▸ BRIEF 1: Output the listing below word for word, starting at its first line and ending at the line that contains "Within one instance, a".

▸ PAGE:

For most small businesses, hiring a marketing team may seem out of reach. Luckily, there’s never been a better time to create a digital marketing plan on your own. This is where PPC comes in.
PPC is short for "pay per click," and it’s one of the most popular strategies in the world of search engine marketing and social media marketing. In fact, advertisers dump more than $10 billion a year into the practice. Have you ever seen sponsored posts on Instagram or Twitter or the links at the top of a Google results page that are highlighted in pink? These are all PPC ads.
There’s a lot that goes into crafting the perfect and most effective PPC ad, but luckily, you can start small and learn through experimentation.
TL;DR (Too Long; Didn't Read)
PPC, or pay-per-click advertising, is a type of digital, keyword-driven marketing strategy where advertisers are charged a fee based on user actions like clicks, views and engagement with the ad.
What Is PPC?
At the heart of it, PPC means you’re essentially paying for web traffic rather than paying a flat fee for a banner or print ad and hoping for traffic and sales.
It works like this: An advertiser will create content for a PPC ad network, like Google Ads or Microsoft Ads, and the network will show the advertisement to relevant users, charging a fee each time an action is taken on the ad. Typically, advertisers pay when users click a link that goes to their website, but on social platforms, advertisers may pay per impression, video view and/or on-site engagement (think: a follow or a like).
This is the most basic definition of PPC marketing, as there’s a lot that goes into the actual process, from the auction and keyword research to meticulously amplifying the factors that push your ad to the top of search engine results pages, also known as SERP.
Why Use PPC Advertising?

▸ BRIEF 2: Return the passage of the PPC advertising article above verbatim, starting at "At the heart" and ending at "known as SERP.".

▸ EXTRACTED MATERIAL:
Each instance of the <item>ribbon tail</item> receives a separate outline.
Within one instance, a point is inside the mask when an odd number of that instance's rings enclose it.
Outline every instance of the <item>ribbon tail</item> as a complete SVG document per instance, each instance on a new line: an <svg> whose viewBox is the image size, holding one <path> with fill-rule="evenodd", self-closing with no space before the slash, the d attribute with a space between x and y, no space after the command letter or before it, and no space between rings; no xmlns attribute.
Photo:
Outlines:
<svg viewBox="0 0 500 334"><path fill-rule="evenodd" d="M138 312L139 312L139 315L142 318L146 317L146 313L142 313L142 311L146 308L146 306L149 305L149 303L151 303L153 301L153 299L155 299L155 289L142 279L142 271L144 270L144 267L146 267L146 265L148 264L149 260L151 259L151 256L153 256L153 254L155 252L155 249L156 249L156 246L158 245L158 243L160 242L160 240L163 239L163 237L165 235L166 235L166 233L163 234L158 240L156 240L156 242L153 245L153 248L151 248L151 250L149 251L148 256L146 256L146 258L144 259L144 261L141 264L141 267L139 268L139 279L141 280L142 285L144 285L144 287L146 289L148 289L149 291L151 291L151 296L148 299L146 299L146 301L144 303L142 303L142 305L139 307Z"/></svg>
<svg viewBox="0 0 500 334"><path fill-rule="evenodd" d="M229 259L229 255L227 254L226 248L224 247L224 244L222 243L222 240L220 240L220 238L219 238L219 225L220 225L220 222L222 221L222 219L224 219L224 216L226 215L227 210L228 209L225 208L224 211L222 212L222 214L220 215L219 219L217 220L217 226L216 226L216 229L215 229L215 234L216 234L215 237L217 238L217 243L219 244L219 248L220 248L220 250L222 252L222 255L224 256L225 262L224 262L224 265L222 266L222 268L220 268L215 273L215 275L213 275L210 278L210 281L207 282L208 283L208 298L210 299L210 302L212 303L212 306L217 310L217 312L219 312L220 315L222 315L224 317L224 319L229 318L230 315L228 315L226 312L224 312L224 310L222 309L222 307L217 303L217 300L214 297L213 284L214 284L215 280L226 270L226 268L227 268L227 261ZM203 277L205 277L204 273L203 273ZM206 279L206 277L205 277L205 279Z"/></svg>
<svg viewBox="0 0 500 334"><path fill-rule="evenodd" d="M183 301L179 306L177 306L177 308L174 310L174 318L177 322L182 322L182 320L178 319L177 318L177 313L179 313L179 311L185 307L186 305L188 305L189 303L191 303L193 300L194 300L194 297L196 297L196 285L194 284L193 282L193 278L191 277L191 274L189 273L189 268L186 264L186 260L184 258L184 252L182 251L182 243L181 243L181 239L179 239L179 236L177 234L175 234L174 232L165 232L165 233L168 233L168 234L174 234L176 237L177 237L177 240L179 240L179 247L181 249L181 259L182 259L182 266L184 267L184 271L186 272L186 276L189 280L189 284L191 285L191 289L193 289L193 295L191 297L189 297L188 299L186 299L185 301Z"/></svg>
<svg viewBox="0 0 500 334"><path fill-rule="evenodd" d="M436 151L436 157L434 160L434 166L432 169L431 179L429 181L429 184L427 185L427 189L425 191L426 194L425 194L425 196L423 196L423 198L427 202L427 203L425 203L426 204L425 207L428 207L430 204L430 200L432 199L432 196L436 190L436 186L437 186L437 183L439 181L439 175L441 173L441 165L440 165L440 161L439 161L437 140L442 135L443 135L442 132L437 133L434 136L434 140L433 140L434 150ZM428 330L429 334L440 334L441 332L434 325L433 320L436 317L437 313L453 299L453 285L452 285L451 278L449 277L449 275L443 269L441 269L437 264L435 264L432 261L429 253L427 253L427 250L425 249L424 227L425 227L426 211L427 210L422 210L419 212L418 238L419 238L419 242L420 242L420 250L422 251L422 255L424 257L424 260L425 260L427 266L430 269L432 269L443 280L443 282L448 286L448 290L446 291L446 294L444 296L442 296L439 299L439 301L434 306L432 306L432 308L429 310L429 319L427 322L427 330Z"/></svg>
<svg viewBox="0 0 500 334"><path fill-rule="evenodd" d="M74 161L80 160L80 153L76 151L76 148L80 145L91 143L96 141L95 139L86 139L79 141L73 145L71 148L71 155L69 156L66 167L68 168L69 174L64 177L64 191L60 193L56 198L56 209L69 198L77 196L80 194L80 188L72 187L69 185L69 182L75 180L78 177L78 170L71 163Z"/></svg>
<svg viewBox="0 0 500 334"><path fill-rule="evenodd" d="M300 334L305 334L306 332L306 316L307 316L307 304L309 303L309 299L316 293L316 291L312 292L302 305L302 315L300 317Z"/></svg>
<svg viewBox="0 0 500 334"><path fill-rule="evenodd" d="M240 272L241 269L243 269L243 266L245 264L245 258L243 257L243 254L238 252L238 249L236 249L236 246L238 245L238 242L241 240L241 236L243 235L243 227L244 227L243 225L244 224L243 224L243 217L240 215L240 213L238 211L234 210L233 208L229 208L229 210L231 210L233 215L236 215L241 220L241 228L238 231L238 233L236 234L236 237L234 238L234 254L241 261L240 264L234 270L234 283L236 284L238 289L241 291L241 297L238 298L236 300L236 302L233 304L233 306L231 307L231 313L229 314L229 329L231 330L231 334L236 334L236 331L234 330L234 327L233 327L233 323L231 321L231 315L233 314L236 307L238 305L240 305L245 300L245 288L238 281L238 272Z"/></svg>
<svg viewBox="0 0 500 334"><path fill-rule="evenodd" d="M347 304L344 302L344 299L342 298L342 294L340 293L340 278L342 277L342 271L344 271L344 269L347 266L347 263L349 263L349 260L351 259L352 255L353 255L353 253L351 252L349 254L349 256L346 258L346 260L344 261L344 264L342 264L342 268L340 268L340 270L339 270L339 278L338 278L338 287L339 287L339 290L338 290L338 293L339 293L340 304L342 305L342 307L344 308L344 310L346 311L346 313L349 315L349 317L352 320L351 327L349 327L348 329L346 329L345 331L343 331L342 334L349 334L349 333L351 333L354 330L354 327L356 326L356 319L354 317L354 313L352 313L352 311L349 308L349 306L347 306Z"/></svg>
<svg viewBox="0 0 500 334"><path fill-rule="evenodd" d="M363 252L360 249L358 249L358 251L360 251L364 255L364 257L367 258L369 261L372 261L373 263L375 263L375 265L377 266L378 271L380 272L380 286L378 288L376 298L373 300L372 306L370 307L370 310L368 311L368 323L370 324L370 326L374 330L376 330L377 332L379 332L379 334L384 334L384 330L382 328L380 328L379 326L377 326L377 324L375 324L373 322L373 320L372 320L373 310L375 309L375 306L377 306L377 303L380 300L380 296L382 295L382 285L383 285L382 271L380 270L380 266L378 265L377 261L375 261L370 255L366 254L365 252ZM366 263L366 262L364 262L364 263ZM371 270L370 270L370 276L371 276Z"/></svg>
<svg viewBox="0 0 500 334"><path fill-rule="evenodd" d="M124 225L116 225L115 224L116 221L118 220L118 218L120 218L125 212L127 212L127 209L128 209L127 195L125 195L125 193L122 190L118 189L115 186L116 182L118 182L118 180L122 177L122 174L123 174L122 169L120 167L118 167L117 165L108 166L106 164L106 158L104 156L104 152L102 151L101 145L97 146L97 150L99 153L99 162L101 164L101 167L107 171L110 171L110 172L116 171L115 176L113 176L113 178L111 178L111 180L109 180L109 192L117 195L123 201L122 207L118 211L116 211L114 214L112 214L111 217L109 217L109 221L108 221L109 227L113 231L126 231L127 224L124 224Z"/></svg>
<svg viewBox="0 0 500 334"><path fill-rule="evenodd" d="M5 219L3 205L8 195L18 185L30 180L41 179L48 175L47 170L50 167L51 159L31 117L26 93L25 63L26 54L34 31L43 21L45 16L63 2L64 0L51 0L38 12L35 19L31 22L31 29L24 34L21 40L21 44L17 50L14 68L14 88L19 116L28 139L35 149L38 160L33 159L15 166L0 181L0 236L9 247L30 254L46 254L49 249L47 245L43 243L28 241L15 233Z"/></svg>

▸ REPLY 1:
Each instance of the <item>ribbon tail</item> receives a separate outline.
Within one instance, a point is inside the mask when an odd number of that instance's rings enclose it.

▸ REPLY 2:
At the heart of it, PPC means you’re essentially paying for web traffic rather than paying a flat fee for a banner or print ad and hoping for traffic and sales.
It works like this: An advertiser will create content for a PPC ad network, like Google Ads or Microsoft Ads, and the network will show the advertisement to relevant users, charging a fee each time an action is taken on the ad. Typically, advertisers pay when users click a link that goes to their website, but on social platforms, advertisers may pay per impression, video view and/or on-site engagement (think: a follow or a like).
This is the most basic definition of PPC marketing, as there’s a lot that goes into the actual process, from the auction and keyword research to meticulously amplifying the factors that push your ad to the top of search engine results pages, also known as SERP.